Your instructions - Collect every line in the listing below that contains the string "wheel".

==========

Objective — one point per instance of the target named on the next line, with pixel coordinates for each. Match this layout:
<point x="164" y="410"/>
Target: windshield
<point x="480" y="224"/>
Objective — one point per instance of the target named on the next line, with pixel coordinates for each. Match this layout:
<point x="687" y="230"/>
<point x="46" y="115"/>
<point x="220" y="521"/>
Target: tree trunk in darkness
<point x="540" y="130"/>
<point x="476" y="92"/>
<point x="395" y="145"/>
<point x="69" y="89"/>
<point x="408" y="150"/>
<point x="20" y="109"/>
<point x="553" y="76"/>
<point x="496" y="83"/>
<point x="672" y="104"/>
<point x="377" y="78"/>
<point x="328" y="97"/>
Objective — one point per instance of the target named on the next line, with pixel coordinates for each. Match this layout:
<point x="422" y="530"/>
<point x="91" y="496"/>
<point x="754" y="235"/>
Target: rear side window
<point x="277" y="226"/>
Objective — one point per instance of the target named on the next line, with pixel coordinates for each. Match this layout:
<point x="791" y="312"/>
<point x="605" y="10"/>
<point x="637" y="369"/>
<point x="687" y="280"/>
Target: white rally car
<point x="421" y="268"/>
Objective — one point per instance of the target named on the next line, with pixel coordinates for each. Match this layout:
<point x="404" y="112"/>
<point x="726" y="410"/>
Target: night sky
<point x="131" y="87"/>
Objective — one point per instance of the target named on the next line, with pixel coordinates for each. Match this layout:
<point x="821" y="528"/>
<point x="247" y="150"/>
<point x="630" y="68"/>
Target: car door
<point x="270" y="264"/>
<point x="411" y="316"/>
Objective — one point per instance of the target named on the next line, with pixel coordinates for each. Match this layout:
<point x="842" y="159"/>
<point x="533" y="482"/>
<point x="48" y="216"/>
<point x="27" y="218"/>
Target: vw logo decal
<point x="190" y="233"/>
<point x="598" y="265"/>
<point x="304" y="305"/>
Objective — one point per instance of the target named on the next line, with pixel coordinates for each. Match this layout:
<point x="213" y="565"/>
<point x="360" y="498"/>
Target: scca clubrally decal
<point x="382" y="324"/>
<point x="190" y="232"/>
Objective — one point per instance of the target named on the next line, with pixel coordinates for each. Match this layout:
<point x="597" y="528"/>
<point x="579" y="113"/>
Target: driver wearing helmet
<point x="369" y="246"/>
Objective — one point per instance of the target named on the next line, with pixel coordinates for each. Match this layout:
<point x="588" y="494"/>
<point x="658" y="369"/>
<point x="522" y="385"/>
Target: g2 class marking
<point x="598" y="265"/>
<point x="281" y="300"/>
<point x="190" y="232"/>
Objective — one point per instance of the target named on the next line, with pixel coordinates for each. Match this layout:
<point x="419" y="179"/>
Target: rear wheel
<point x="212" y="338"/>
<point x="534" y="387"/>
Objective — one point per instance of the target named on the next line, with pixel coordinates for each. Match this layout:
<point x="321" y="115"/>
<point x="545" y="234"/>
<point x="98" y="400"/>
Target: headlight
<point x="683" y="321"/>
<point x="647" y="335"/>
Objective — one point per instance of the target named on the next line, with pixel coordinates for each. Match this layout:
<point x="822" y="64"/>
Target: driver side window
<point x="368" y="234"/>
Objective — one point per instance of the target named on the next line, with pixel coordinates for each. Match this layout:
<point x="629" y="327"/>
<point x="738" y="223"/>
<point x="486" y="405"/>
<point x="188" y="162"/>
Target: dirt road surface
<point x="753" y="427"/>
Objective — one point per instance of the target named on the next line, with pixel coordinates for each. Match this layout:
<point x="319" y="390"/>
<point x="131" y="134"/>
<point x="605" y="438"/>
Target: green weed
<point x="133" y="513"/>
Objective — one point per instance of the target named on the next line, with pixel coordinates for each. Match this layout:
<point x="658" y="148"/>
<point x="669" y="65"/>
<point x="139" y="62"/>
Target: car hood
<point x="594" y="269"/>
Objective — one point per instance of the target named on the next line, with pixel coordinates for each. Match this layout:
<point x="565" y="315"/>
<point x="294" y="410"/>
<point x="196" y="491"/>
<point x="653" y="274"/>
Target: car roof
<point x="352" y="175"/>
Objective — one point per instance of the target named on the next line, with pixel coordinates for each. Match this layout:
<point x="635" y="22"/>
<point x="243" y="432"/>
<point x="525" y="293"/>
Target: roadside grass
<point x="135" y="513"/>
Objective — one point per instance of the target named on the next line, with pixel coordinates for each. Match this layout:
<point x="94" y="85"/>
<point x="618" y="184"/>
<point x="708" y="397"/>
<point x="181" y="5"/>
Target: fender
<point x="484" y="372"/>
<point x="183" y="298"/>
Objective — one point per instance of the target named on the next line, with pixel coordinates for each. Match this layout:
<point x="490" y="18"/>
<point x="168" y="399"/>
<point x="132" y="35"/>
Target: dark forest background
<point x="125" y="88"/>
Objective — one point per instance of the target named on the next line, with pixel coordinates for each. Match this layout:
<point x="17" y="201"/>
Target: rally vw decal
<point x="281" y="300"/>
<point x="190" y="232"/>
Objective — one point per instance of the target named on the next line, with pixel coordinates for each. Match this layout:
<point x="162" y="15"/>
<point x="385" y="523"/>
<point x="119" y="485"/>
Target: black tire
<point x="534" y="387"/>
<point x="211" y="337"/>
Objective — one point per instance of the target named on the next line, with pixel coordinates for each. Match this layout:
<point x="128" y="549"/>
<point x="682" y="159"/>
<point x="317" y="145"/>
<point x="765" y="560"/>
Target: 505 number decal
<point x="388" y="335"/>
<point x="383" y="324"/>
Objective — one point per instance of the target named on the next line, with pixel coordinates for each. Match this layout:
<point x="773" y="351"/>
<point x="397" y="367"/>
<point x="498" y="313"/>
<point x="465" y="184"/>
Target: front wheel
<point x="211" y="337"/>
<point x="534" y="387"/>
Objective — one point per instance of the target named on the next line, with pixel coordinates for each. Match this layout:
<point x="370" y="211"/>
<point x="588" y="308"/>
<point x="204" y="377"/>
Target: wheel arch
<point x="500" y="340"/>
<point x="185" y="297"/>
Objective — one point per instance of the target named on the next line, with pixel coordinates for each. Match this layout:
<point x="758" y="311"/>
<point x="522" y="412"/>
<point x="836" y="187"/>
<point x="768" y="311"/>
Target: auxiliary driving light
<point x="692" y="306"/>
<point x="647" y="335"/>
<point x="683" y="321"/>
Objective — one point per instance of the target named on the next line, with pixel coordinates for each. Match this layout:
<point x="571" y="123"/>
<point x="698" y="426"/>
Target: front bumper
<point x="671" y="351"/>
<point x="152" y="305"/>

==========

Task output -
Target: rear wheel
Target: front wheel
Target: wheel arch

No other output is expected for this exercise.